-------- Fragment dokumentu

Post autor: amisiek »

Zakres temperatur to przeciętnie 0-60 stopni. Przynajmniej tyle znalazłem na szybko.
A więcej dokumentacji jest tu
http://www.swiatelka.pl/viewtopic.php?p=103279#103279

Analiza czynników ryzyka Li-Ion jest tu
http://www.swiatelka.pl/viewtopic.php?t=9776
Załącznik dość konkretny, >4MB PDF po angielsku, ale warto przeczytać.
lucky
Posty: 345
Rejestracja: niedziela 18 lis 2012, 20:56
Lokalizacja: Warszawa

Post autor: lucky »

amisiek pisze:Zakres temperatur to przeciętnie 0-60 stopni.
Pewnie jest tu jakaś rezerwa bo jak nie to co np. gdy zabezpieczenie w latarce jest ustawione na 65st. Tak jest chyba w latarce na 3x18650, którą midi robił dla jednego z użytkowników. Czy to się nie zaczyna robić niebezpieczne?

Powiedzmy, że trzymając w ręku nie ma problemu bo zanim ta temperatura zostanie osiągnięta to zmienimy tryb na niższy lub wyłączymy latarkę bo nas zacznie parzyć ale jak np. latarkę z zabezpieczeniem ustawioym na 65st. lub więcj zostawimy włączoną to nie ma ryzyka, że akumulatorek wybuchnie?
Awatar użytkownika
wikrap1
Posty: 355
Rejestracja: wtorek 30 lis 2010, 17:18
Lokalizacja: Łódź
Kontakt:

Post autor: wikrap1 »

Ale to jest pomiar temperatury na diodzie lub w każdym razie w głowicy latarki. Akumulatorki są zwykle chłodniejsze.

Przytoczę tu zdjęcie latarki Grega z zabezpieczeniem termo czy bez - widać różnicę temperatur korpusu w poszczególnych częściach.

----------------

» **Krótkie zadanie**
Jaki przeciętny zakres temperatur podaje fragment dokumentu o akumulatorach Li-Ion?

-------- Wiersze danych

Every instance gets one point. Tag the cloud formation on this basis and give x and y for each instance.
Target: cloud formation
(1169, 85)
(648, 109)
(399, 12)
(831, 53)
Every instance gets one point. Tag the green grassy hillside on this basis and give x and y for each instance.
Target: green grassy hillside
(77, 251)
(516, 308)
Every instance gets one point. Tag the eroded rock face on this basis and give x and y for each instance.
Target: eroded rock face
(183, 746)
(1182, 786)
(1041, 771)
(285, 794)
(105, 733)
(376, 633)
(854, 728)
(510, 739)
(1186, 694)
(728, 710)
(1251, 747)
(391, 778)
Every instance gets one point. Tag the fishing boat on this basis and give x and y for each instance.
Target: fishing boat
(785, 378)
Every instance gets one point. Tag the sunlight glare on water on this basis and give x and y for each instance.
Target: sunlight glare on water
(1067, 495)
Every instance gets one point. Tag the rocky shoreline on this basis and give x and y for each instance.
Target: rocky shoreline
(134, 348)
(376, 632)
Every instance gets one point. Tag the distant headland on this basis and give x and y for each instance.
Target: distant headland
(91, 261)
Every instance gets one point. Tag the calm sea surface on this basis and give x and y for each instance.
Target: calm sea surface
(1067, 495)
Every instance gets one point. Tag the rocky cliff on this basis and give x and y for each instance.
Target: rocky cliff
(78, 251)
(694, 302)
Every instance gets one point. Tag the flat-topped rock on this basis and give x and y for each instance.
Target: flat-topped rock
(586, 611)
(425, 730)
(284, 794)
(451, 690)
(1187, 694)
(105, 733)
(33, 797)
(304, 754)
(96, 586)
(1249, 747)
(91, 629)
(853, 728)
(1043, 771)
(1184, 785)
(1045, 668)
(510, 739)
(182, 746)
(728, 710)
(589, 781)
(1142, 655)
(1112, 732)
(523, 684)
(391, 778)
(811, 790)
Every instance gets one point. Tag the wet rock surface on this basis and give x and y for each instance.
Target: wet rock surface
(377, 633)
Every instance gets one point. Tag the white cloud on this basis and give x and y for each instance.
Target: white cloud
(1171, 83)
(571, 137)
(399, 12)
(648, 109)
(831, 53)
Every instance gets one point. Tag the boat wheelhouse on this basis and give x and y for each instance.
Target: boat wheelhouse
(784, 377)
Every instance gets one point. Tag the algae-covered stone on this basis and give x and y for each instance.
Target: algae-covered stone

----------------

» **Wynik ćwiczenia**
Przeciętnie 0-60 stopni.